DIRECTIVE → Extract every one of the following lines and reproduce each one word for word, without any changes.

Data records
%%

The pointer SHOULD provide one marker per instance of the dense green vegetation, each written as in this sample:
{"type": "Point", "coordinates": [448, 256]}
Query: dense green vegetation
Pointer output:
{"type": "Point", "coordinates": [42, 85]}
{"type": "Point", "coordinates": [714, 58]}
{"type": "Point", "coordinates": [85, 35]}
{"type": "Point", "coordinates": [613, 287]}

%%

EXERCISE RESPONSE →
The pointer SHOULD provide one marker per instance of the dense green vegetation, each written as in this sample:
{"type": "Point", "coordinates": [448, 256]}
Query: dense green vegetation
Pointer output:
{"type": "Point", "coordinates": [42, 85]}
{"type": "Point", "coordinates": [714, 58]}
{"type": "Point", "coordinates": [85, 35]}
{"type": "Point", "coordinates": [613, 287]}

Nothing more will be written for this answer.